##### Listed records #####

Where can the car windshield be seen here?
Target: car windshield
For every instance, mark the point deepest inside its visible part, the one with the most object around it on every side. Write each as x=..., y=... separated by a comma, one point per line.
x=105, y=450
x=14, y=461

#####

▸ **Task goal**: Copy every one of the lines above word for word.

▸ **Response for this exercise**:
Where can the car windshield be seen here?
Target: car windshield
For every instance, mark the point deepest inside its visible part, the one with the most object around it on every side. Write each as x=..., y=... separated by a comma, one point per line.
x=105, y=450
x=14, y=461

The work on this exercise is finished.